**The problem**
Transcribe the material word for word, but without the images.

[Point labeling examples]
• • • • •

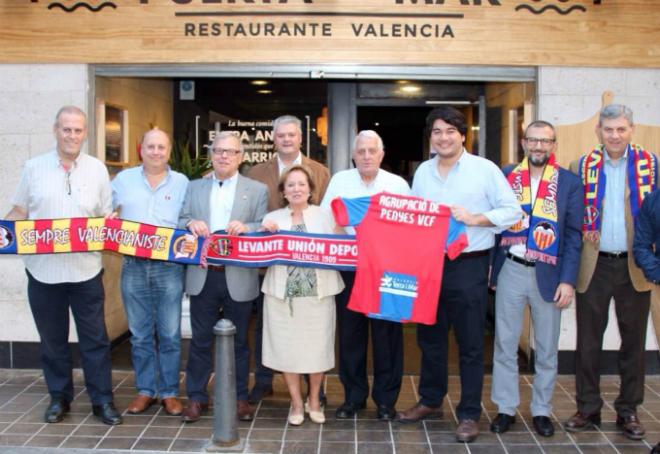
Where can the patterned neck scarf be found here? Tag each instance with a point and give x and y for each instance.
(641, 171)
(538, 228)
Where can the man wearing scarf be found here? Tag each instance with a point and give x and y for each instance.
(536, 264)
(616, 177)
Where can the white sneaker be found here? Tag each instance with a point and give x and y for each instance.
(296, 419)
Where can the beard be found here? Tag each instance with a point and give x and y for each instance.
(538, 162)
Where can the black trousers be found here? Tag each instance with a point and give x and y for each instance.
(611, 279)
(462, 305)
(50, 305)
(204, 313)
(387, 346)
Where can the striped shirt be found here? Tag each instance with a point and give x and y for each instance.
(48, 191)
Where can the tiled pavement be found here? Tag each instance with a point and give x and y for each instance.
(23, 398)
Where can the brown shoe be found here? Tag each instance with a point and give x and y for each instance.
(243, 410)
(140, 404)
(580, 422)
(172, 406)
(193, 411)
(417, 413)
(467, 430)
(630, 426)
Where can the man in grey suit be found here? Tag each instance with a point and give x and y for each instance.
(231, 202)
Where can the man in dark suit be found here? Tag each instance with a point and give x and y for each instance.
(608, 270)
(646, 244)
(231, 202)
(536, 264)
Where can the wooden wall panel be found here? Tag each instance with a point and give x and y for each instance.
(622, 33)
(577, 139)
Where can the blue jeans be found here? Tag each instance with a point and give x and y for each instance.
(152, 292)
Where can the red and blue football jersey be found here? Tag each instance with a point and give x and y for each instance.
(402, 242)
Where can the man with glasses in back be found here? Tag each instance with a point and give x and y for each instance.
(535, 265)
(225, 201)
(287, 140)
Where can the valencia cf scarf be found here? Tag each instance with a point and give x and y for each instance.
(538, 228)
(641, 171)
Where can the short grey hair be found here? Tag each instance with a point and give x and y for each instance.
(69, 110)
(615, 111)
(541, 124)
(226, 135)
(285, 120)
(369, 133)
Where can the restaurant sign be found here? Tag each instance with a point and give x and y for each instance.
(502, 32)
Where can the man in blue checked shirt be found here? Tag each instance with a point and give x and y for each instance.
(152, 289)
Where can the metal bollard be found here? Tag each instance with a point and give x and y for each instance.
(225, 419)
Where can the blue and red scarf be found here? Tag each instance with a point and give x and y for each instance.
(538, 227)
(641, 169)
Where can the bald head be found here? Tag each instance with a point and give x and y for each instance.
(160, 134)
(156, 150)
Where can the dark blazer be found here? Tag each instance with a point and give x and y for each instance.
(569, 221)
(249, 207)
(590, 250)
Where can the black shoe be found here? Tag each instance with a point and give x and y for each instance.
(348, 410)
(543, 426)
(56, 410)
(107, 413)
(259, 392)
(386, 413)
(501, 423)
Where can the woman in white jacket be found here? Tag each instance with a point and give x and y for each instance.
(299, 302)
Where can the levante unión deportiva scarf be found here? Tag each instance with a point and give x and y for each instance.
(641, 171)
(538, 228)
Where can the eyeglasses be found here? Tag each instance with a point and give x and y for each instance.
(227, 151)
(534, 141)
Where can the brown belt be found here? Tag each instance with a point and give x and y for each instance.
(473, 254)
(613, 255)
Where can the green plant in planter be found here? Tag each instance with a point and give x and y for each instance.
(183, 161)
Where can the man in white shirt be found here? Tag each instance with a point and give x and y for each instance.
(387, 337)
(66, 183)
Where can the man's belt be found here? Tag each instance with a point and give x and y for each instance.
(520, 260)
(613, 255)
(471, 254)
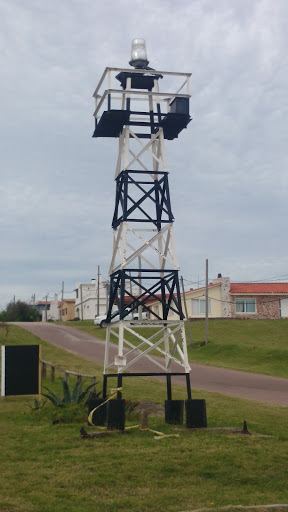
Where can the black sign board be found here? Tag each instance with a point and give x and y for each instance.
(20, 373)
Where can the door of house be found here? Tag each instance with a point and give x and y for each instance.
(284, 308)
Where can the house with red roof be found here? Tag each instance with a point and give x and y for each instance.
(259, 300)
(235, 300)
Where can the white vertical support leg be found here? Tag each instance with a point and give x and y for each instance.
(184, 347)
(3, 370)
(107, 346)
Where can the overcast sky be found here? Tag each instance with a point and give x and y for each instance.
(228, 170)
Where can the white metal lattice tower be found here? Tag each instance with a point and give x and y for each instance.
(143, 266)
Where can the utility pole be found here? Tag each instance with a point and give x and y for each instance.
(62, 296)
(206, 305)
(46, 299)
(107, 296)
(98, 291)
(186, 312)
(81, 298)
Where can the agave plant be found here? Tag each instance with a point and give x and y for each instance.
(69, 397)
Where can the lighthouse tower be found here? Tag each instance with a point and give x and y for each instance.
(144, 274)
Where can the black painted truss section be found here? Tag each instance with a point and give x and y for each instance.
(160, 286)
(154, 205)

• • • • •

**Completed exercise**
Where can the patterned neck scarf be found here? Tag each instance with a point and give x and y for each instance.
(641, 171)
(538, 228)
Where can the man wearing scarf be found here? Tag each instance with a point and give x and y for each instance.
(536, 264)
(616, 177)
Where can the white sneaker be found here? Tag each instance with a point and give x and y for each instance.
(296, 419)
Where can the beard be found here? Tag each instance with a point and give x and y for each instance.
(538, 162)
Where can the black trousers be found here? Tag each instance with a point and give x and y for each instance.
(611, 279)
(462, 305)
(50, 305)
(204, 313)
(387, 346)
Where can the striped shirt be found here? Tag each instance with a point and give x and y for each instance.
(48, 191)
Where can the tiled pavement be found here? Tag each instance with a point and give x and y for each instance.
(23, 398)
Where can the brown shoe be found here? Tag each instance with a point and give x and y for each instance.
(243, 410)
(140, 404)
(580, 422)
(172, 406)
(193, 411)
(417, 413)
(467, 430)
(630, 426)
Where can the man in grey suit be found here? Tag each instance with a point and give x and y for each instance.
(231, 202)
Where can the man in dark suit be found here? Tag each instance with a point and give x and y for each instance.
(608, 270)
(646, 244)
(231, 202)
(536, 264)
Where can the wooden wall panel be found here? Tag each instance with a point and give x and y for each instance.
(622, 33)
(577, 139)
Where can the blue jeans be found here? Tag each instance with a point and give x and y for each instance.
(152, 292)
Where can the red and blue football jersey be found here? Tag each instance with a point and give x and y for each instance.
(402, 242)
Where can the man with glasses in back be found here? Tag each instance with a point and give x and y for each instance.
(535, 265)
(225, 201)
(287, 140)
Where can the valencia cf scarf be found here? Tag each instance with a point and give x and y for each instance.
(538, 228)
(641, 171)
Where can the short grey hair be found here? Tag each instance with a point and give x and y for each instance.
(69, 110)
(615, 111)
(541, 124)
(226, 135)
(285, 120)
(369, 133)
Where can the restaurant sign be found here? Tag each instance with a point and give x and y for each instance.
(502, 32)
Where can the man in blue checked shirt be found here? Tag each instance with a point and give x and y for each instance.
(152, 289)
Where can the metal bollard be found here? Tag each instance with a point and give x and y for each instance.
(225, 419)
Where can the blue and red scarf be found here? Tag each instance with a point and give x and y for each instance.
(538, 227)
(641, 169)
Where can the bald head be found here? Tag each instance with a point and give x and y for each instance.
(160, 134)
(156, 150)
Where can the dark blazer be found here? Tag each instance with a point and give x and y for each instance.
(569, 221)
(249, 207)
(590, 250)
Where can the black shoe be found here? Tag each instance with a point and give x and y for each instance.
(348, 410)
(543, 426)
(56, 410)
(107, 413)
(259, 392)
(386, 413)
(501, 423)
Where can the woman in white jacket be found here? Tag each instance with a point and give x and y for each instance.
(299, 302)
Where can the levante unión deportiva scarf be found here? Tag each instance with a point and give x and y for each instance.
(641, 171)
(538, 228)
Where can the eyeglasses be found here? Tag each instance with a point and give x and y for each instance.
(227, 151)
(534, 141)
Where can the brown belt be found here? Tag each instance with a point and give x and y for each instance.
(473, 254)
(613, 255)
Where can the green plant in planter be found here? Tag each instance with a point and give x and y for each instance.
(183, 161)
Where can the man in white shirt be found here? Tag each instance with a point and give x and y for each instance.
(387, 337)
(66, 183)
Where can the man's belt be found here? Tag each instance with a point and give x and y for each instance.
(520, 260)
(613, 255)
(471, 254)
Where can the black sign board be found here? Tag each instance with a point and give x and y for each instance.
(20, 373)
Where can the door of house be found here? Tag each instance with a point and give x and y for each instance.
(284, 308)
Where can the house with red roof be found here? Tag each instance with a point and give x and y for each instance.
(259, 300)
(235, 300)
Where can the white vertical support leg be found here? Tag each instance with a point and give x and y for each instance.
(184, 347)
(3, 370)
(107, 346)
Where can the overcast sky be found here? Tag each instance with a point and give x and y for each instance.
(228, 170)
Where can the white metal lattice tower be found here? Tag each instance with a point and give x and y for each instance.
(143, 266)
Where can the utility pole be found here? Tag each instance with a point and give x and y for each instance.
(62, 296)
(206, 305)
(46, 299)
(107, 296)
(98, 291)
(186, 312)
(81, 298)
Where can the agave plant be found here? Tag each instance with a point and give x and y for each instance.
(69, 397)
Where can the lighthouse tower be found here? Tag each instance with a point and give x and y for each instance.
(144, 274)
Where can the black painted truss section be found here? Tag each instance with a point and give x and y for each instance.
(160, 286)
(154, 205)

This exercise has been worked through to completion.